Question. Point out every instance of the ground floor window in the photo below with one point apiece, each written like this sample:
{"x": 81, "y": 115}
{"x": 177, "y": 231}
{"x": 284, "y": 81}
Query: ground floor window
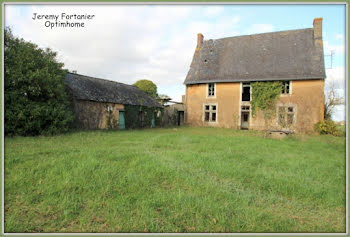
------------------------------------
- [TASK DIRECTIONS]
Repeat every row above word for word, leaving out the picture.

- [COMPLETE RESPONSE]
Question. Point out every instance of the ground floor window in the photo below with one point apiece, each written like this sample:
{"x": 81, "y": 115}
{"x": 177, "y": 231}
{"x": 284, "y": 81}
Query: ground floor window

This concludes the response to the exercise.